Data extracted from a collection:

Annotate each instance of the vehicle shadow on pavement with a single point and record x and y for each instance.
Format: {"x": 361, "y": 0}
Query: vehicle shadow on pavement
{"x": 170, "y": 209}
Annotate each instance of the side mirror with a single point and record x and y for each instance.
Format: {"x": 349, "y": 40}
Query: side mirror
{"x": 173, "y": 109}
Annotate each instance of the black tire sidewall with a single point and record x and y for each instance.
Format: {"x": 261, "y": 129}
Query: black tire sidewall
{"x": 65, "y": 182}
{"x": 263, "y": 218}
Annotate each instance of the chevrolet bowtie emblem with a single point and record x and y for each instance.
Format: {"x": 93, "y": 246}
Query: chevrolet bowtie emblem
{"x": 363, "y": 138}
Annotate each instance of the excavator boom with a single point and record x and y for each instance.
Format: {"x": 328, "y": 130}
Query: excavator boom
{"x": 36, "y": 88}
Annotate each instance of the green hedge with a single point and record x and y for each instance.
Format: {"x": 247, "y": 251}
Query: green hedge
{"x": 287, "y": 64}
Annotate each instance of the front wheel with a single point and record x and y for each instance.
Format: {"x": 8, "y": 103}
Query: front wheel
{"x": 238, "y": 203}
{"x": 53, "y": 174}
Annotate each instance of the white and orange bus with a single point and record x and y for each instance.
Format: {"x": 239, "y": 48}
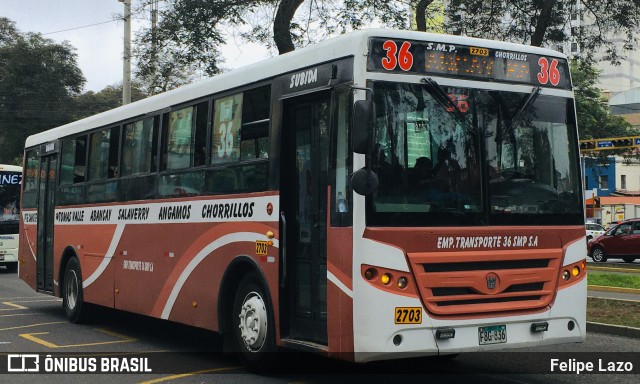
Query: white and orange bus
{"x": 381, "y": 194}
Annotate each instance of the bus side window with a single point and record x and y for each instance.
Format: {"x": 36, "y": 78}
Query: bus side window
{"x": 139, "y": 155}
{"x": 30, "y": 182}
{"x": 72, "y": 170}
{"x": 254, "y": 134}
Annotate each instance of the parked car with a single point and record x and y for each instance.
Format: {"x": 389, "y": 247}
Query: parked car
{"x": 621, "y": 241}
{"x": 594, "y": 230}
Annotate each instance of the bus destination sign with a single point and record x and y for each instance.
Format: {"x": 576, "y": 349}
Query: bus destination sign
{"x": 462, "y": 61}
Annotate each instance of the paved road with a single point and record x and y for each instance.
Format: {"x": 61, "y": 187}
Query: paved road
{"x": 30, "y": 322}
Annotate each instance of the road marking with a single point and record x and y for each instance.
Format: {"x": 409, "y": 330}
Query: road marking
{"x": 182, "y": 375}
{"x": 17, "y": 314}
{"x": 38, "y": 301}
{"x": 35, "y": 339}
{"x": 10, "y": 304}
{"x": 613, "y": 269}
{"x": 32, "y": 325}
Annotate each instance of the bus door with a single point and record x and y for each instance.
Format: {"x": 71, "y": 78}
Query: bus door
{"x": 46, "y": 205}
{"x": 303, "y": 188}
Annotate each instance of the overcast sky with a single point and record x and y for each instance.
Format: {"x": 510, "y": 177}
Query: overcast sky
{"x": 90, "y": 27}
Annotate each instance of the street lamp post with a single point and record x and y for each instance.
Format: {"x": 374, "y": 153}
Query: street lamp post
{"x": 126, "y": 62}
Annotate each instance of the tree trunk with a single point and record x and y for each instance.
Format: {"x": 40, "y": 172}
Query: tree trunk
{"x": 543, "y": 22}
{"x": 282, "y": 25}
{"x": 421, "y": 17}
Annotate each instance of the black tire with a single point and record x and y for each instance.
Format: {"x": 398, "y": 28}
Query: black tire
{"x": 76, "y": 309}
{"x": 598, "y": 255}
{"x": 253, "y": 326}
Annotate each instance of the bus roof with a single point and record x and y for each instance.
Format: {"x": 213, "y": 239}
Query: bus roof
{"x": 351, "y": 44}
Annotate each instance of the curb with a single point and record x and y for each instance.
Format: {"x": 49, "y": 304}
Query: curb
{"x": 604, "y": 288}
{"x": 615, "y": 330}
{"x": 613, "y": 269}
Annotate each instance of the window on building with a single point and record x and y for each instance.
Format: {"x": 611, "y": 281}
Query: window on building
{"x": 604, "y": 182}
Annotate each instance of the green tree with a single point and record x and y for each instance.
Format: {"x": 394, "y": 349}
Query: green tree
{"x": 189, "y": 33}
{"x": 595, "y": 121}
{"x": 551, "y": 23}
{"x": 38, "y": 80}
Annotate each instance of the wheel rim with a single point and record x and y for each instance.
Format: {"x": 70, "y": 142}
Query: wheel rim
{"x": 253, "y": 322}
{"x": 597, "y": 254}
{"x": 71, "y": 287}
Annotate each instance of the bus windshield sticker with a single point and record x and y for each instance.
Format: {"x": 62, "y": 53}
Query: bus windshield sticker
{"x": 483, "y": 63}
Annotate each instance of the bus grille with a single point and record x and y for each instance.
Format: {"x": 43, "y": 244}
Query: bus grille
{"x": 511, "y": 281}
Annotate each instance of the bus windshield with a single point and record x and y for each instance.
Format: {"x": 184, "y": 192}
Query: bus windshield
{"x": 9, "y": 199}
{"x": 480, "y": 157}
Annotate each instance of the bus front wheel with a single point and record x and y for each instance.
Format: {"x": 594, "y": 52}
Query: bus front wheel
{"x": 253, "y": 325}
{"x": 72, "y": 295}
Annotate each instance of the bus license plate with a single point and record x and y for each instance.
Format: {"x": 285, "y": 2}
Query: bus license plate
{"x": 262, "y": 247}
{"x": 408, "y": 315}
{"x": 492, "y": 335}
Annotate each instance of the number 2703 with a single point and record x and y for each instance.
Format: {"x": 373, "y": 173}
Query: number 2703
{"x": 408, "y": 315}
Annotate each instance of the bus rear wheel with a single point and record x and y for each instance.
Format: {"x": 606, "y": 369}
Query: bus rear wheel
{"x": 76, "y": 309}
{"x": 253, "y": 325}
{"x": 598, "y": 255}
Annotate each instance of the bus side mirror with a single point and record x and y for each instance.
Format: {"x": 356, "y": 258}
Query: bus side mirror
{"x": 362, "y": 126}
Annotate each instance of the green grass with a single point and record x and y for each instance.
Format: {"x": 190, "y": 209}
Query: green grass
{"x": 613, "y": 280}
{"x": 614, "y": 312}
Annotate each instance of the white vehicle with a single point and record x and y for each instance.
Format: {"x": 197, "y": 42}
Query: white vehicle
{"x": 10, "y": 179}
{"x": 380, "y": 195}
{"x": 594, "y": 230}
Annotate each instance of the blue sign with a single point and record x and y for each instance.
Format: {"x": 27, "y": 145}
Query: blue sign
{"x": 605, "y": 144}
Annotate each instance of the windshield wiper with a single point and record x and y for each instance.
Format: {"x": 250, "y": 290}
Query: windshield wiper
{"x": 439, "y": 95}
{"x": 530, "y": 99}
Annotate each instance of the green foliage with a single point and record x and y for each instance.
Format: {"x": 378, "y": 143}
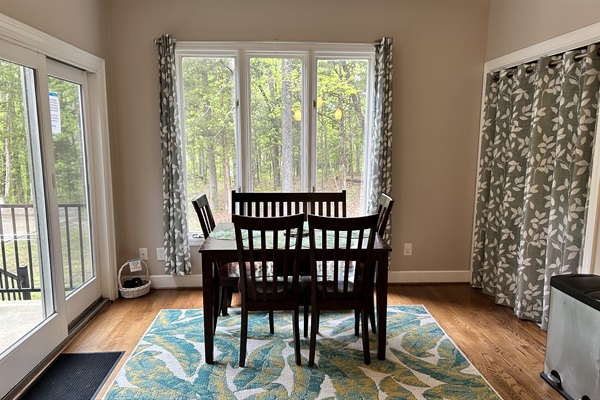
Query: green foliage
{"x": 275, "y": 125}
{"x": 14, "y": 165}
{"x": 15, "y": 174}
{"x": 68, "y": 144}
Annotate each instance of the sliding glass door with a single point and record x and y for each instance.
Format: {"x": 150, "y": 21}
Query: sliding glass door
{"x": 47, "y": 273}
{"x": 67, "y": 88}
{"x": 32, "y": 319}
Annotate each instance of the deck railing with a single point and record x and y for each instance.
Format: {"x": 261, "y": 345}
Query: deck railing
{"x": 19, "y": 268}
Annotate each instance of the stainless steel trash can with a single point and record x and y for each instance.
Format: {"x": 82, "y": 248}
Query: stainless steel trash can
{"x": 572, "y": 362}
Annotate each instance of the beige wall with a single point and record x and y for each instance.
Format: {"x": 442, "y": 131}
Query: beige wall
{"x": 514, "y": 25}
{"x": 439, "y": 51}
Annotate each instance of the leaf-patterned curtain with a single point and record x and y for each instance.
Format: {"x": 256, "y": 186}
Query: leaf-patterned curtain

▶ _What is required_:
Repeat the records above exactly, leaving out any pictures they contain.

▶ _Result_:
Annotate each instance of the vehicle shadow on pavement with a single point and record x and y for each instance.
Format: {"x": 361, "y": 0}
Query: vehicle shadow on pavement
{"x": 170, "y": 209}
Annotate each instance of the side mirror with a single point and record x and y for each instance.
Format: {"x": 349, "y": 40}
Query: side mirror
{"x": 173, "y": 109}
Annotate each instance of the black tire sidewall with a single point and record x and y for each instance.
Format: {"x": 261, "y": 129}
Query: black tire sidewall
{"x": 65, "y": 182}
{"x": 263, "y": 218}
Annotate each instance of the chevrolet bowtie emblem with a single point and record x and y for each instance.
Format: {"x": 93, "y": 246}
Query: chevrolet bowtie emblem
{"x": 363, "y": 138}
Annotate each instance of the excavator boom with a single point and record x and y for each instance.
Format: {"x": 328, "y": 130}
Query: excavator boom
{"x": 36, "y": 88}
Annotate each instance of the green hedge with a single point and record x and y for each instance.
Format: {"x": 247, "y": 251}
Query: green hedge
{"x": 287, "y": 64}
Annotate each instance of the front wheel with a single point and record x and y for each instance.
Format: {"x": 8, "y": 103}
Query: front wheel
{"x": 238, "y": 203}
{"x": 53, "y": 174}
Annotate each instance of the white and orange bus with a single point and record x and y for each instance.
Format: {"x": 239, "y": 48}
Query: white and orange bus
{"x": 381, "y": 194}
Annotate each instance of the bus side window with a single point and record x and y for each instance.
Format: {"x": 36, "y": 78}
Query: bus side window
{"x": 139, "y": 155}
{"x": 30, "y": 182}
{"x": 72, "y": 170}
{"x": 254, "y": 134}
Annotate each instance of the parked car with a single point and record x and y for each instance.
Format: {"x": 389, "y": 247}
Query: parked car
{"x": 621, "y": 241}
{"x": 594, "y": 230}
Annotate each instance of the bus destination sign with a single point and record x and y for each instance.
Format: {"x": 576, "y": 349}
Query: bus destination sign
{"x": 462, "y": 61}
Annotate each instance of the paved road with a single point and record x and y for each instance.
Format: {"x": 61, "y": 187}
Query: paved road
{"x": 30, "y": 322}
Annotate each instance of the road marking with a single point and record x and y for each instance.
Format: {"x": 409, "y": 330}
Query: road marking
{"x": 182, "y": 375}
{"x": 17, "y": 314}
{"x": 38, "y": 301}
{"x": 35, "y": 339}
{"x": 10, "y": 304}
{"x": 613, "y": 269}
{"x": 32, "y": 325}
Annotate each instance of the bus door with a single point and record x and y for each instance.
Format: {"x": 71, "y": 78}
Query: bus door
{"x": 46, "y": 205}
{"x": 303, "y": 188}
Annotate each instance of the overcast sky with a single point and record x and y for each instance.
Format: {"x": 510, "y": 177}
Query: overcast sky
{"x": 90, "y": 27}
Annotate each instance of the street lamp post with a single point and record x and y for each instance.
Format: {"x": 374, "y": 153}
Query: street lamp post
{"x": 126, "y": 62}
Annotate each instance of the tree trunk with a single point and record x and y for each instance.
Format: {"x": 40, "y": 172}
Query: tree trunk
{"x": 543, "y": 22}
{"x": 282, "y": 25}
{"x": 421, "y": 17}
Annotate each instance of the black tire with a single point and record x and y for each instance.
Format: {"x": 398, "y": 28}
Query: black tire
{"x": 76, "y": 309}
{"x": 598, "y": 255}
{"x": 253, "y": 326}
Annotate each instance of the bus roof with a single point and record x and y for each instance.
Format: {"x": 213, "y": 239}
Query: bus roof
{"x": 351, "y": 44}
Annotate each instance of the curb with a single point and record x and y for each instance.
Format: {"x": 49, "y": 304}
Query: curb
{"x": 604, "y": 288}
{"x": 615, "y": 330}
{"x": 613, "y": 269}
Annotate each instance of the window on building with a single point and record x and y for each instance.
Format: {"x": 611, "y": 281}
Query: window on building
{"x": 604, "y": 182}
Annotate each instance of the green tree with a single point and record x and y for each instance.
Format: {"x": 394, "y": 349}
Query: green tree
{"x": 189, "y": 33}
{"x": 595, "y": 121}
{"x": 551, "y": 23}
{"x": 38, "y": 80}
Annotate each instance of the wheel rim with a single point and record x and y for each instance.
Format: {"x": 70, "y": 142}
Query: wheel rim
{"x": 253, "y": 322}
{"x": 597, "y": 254}
{"x": 71, "y": 287}
Annotate each instance of the bus windshield sticker with a single point and record x and y for each instance.
Format: {"x": 62, "y": 53}
Query: bus windshield sticker
{"x": 483, "y": 63}
Annotate each instance of the bus grille with a single point and record x and y for each instance.
Format: {"x": 43, "y": 244}
Query: bus grille
{"x": 511, "y": 281}
Annotate each instance of the bus windshield with a single point and record x and y for each instance.
Format: {"x": 184, "y": 192}
Query: bus windshield
{"x": 9, "y": 199}
{"x": 480, "y": 157}
Annotate each instance of the bus front wheel with a single point and record x and y for each instance.
Format: {"x": 594, "y": 52}
Query: bus front wheel
{"x": 253, "y": 325}
{"x": 72, "y": 295}
Annotate each instance of the bus license plate with a single point and record x and y for each instance.
Format: {"x": 285, "y": 2}
Query: bus license plate
{"x": 262, "y": 247}
{"x": 408, "y": 315}
{"x": 492, "y": 335}
Annotate each instance of the number 2703 with a single point and record x and y for each instance.
Format: {"x": 373, "y": 173}
Query: number 2703
{"x": 408, "y": 315}
Annotate each instance of the bus rear wheel with a single point and record x and y for each instance.
Format: {"x": 606, "y": 369}
Query: bus rear wheel
{"x": 76, "y": 309}
{"x": 253, "y": 325}
{"x": 598, "y": 255}
Annotate each instance of the bus side mirror with a single point and record x and y for each instance.
Format: {"x": 356, "y": 258}
Query: bus side mirror
{"x": 362, "y": 126}
Annotate each instance of the green grass with a single point and record x and y for each instance.
Format: {"x": 190, "y": 209}
Query: green grass
{"x": 613, "y": 280}
{"x": 614, "y": 312}
Annotate each instance of the white vehicle with a single point and record x and y for each instance.
Format: {"x": 197, "y": 42}
Query: white vehicle
{"x": 10, "y": 179}
{"x": 380, "y": 195}
{"x": 594, "y": 230}
Annotate each instance of the blue sign with a single point and record x and y for each instance.
Format: {"x": 27, "y": 145}
Query: blue sign
{"x": 605, "y": 144}
Annotate each instance of the windshield wiper with a single point and record x and y for each instance.
Format: {"x": 250, "y": 290}
Query: windshield wiper
{"x": 439, "y": 95}
{"x": 530, "y": 99}
Annotate each instance of the green foliage with a single point and record x and y for each instance.
Format: {"x": 378, "y": 143}
Query: green foliage
{"x": 275, "y": 125}
{"x": 14, "y": 165}
{"x": 15, "y": 174}
{"x": 68, "y": 144}
Annotate each instance of the sliding glass door with a single point and record x and y for each instance.
Format: {"x": 150, "y": 21}
Query: sliding glass door
{"x": 47, "y": 273}
{"x": 67, "y": 88}
{"x": 32, "y": 319}
Annotate each instance of the deck railing with a single point and record x and y for each instance.
Format: {"x": 261, "y": 345}
Query: deck railing
{"x": 19, "y": 268}
Annotate each instance of the stainless steel trash can with a single point and record x and y for each instance.
Format: {"x": 82, "y": 248}
Query: stainless steel trash can
{"x": 572, "y": 362}
Annotate each instance of the beige wall with a single point and record x and y for each instance.
Format: {"x": 442, "y": 131}
Query: beige wall
{"x": 514, "y": 25}
{"x": 439, "y": 51}
Annotate each instance of the leaf-patterned curtain with a single point and record x and y for each instance.
Format: {"x": 256, "y": 186}
Query: leaf-patterned curtain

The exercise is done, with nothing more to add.